-------- Listed entries --------
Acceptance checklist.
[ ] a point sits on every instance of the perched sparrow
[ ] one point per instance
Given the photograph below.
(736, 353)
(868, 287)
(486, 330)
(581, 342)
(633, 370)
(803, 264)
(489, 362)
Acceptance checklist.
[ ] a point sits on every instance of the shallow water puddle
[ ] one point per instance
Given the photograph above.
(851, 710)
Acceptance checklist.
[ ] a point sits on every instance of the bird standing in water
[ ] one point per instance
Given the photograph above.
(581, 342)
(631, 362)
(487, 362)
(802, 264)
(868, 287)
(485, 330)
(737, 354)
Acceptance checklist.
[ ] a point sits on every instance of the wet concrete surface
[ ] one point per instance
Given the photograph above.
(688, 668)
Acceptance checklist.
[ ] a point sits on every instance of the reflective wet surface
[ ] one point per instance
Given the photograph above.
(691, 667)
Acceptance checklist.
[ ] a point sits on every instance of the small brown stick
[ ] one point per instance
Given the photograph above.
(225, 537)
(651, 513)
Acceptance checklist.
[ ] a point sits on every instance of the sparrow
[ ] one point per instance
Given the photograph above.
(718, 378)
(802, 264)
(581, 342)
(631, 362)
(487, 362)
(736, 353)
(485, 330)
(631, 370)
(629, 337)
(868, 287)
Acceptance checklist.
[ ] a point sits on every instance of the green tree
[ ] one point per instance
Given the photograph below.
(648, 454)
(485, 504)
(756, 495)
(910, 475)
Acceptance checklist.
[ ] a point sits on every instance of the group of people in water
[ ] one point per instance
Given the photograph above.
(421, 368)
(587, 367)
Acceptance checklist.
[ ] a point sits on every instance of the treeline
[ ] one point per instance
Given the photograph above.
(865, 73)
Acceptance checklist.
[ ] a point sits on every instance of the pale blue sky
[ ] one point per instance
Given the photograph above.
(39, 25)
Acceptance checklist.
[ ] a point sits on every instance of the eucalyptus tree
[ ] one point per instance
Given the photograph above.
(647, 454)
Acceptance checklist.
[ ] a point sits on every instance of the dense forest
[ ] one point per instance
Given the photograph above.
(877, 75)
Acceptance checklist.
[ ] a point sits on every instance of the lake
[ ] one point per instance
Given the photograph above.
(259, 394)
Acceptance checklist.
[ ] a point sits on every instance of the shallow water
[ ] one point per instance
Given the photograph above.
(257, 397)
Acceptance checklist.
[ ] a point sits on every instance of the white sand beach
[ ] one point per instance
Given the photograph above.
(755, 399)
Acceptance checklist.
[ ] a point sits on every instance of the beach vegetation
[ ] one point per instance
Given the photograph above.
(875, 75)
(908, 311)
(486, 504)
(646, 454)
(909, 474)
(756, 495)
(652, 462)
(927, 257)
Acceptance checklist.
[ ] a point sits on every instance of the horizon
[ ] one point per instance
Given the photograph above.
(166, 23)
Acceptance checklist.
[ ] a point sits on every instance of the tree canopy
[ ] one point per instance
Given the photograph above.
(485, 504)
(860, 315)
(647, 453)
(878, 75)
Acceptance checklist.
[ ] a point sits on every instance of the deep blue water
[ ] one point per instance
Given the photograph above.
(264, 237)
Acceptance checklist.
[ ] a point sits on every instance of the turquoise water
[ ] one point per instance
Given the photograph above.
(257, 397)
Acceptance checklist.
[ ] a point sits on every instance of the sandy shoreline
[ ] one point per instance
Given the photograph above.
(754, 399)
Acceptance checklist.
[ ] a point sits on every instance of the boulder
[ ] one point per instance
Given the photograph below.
--------
Transcribe each entry precisely, missing none.

Acceptance checklist.
[ ] a point sits on every instance of the perched sparrow
[ ] one point per instance
Given the photograph below.
(736, 353)
(868, 287)
(486, 330)
(581, 342)
(633, 370)
(803, 264)
(489, 362)
Acceptance checklist.
[ ] a point sits on every instance of the shallow water puddle
[ ] one point per instance
Given the photograph above.
(851, 710)
Acceptance checklist.
[ ] a point sits on every instance of the bird standing in water
[ ] one point per instance
Given the photograph above.
(581, 342)
(631, 362)
(487, 362)
(802, 264)
(868, 287)
(485, 330)
(737, 354)
Acceptance checklist.
[ ] a point sits on every instance of the wet concrete surface
[ ] one point per instance
Given the photograph above.
(688, 668)
Acceptance checklist.
[ ] a point sits on every instance of the reflective wet surface
[ ] one point per instance
Given the photograph above.
(691, 667)
Acceptance checklist.
[ ] a point sits on every instance of the small brown stick
[ ] one point per instance
Given the photograph above.
(225, 537)
(651, 513)
Acceptance checklist.
[ ] a point sits on every instance of the sparrow
[ ] one point per instance
Given the photograph above.
(718, 378)
(802, 264)
(581, 342)
(631, 362)
(487, 362)
(736, 353)
(485, 330)
(631, 370)
(629, 337)
(868, 287)
Acceptance checklist.
[ ] a point sits on every instance of the green tree
[ ] one point per instance
Given the photograph below.
(648, 454)
(485, 504)
(756, 495)
(910, 475)
Acceptance checklist.
[ ] a point sits on every instance of the group of people in water
[ ] one point per instance
Given the photograph above.
(421, 368)
(587, 367)
Acceptance checklist.
[ ] a point sits on every instance of the treeline
[ ] one point per instance
Given the photograph above.
(865, 73)
Acceptance checklist.
[ ] a point sits on every instance of the pale blue sky
[ ] one point per instance
Given the photograph above.
(39, 25)
Acceptance checklist.
[ ] a point sits on every instance of the eucalyptus tree
[ ] one point per instance
Given the photograph above.
(647, 454)
Acceptance checklist.
[ ] a point sits on every instance of the dense forest
[ ] one point per instance
Given the photograph above.
(877, 75)
Acceptance checklist.
[ ] a point sits on every instance of the lake
[ ] one point per instance
Given the photograph above.
(259, 394)
Acceptance checklist.
[ ] a point sits on every instance of the shallow water
[ ] one point per instance
Given the photograph above.
(257, 397)
Acceptance checklist.
[ ] a point sits on every instance of the white sand beach
[ ] one point per instance
Given the photograph above.
(755, 399)
Acceptance checklist.
[ ] a point sits on every instance of the beach vegetation
[ ] one point per instance
Given the photograph above.
(875, 75)
(908, 311)
(486, 504)
(646, 454)
(909, 474)
(756, 495)
(652, 462)
(927, 257)
Acceptance checklist.
[ ] a point sits on every instance of the horizon
[ ] one point per instance
Given the photograph above.
(166, 23)
Acceptance checklist.
[ ] a point sits on every instance of the tree canopy
[ ] one point per instance
Given the photograph above.
(485, 504)
(860, 315)
(647, 453)
(878, 75)
Acceptance checklist.
[ ] a point sits on every instance of the deep blue water
[ ] one point per instance
Given the photograph above.
(264, 237)
Acceptance checklist.
[ ] a point sits on every instance of the turquoise water
[ ] one point per instance
Given the photograph above.
(257, 397)
Acceptance checklist.
[ ] a point sits on every instance of the sandy shoreline
[ ] one point per instance
Given the photograph above.
(754, 399)
Acceptance checklist.
[ ] a point sits on every instance of the boulder
[ ] one point per instance
Given the photograph below.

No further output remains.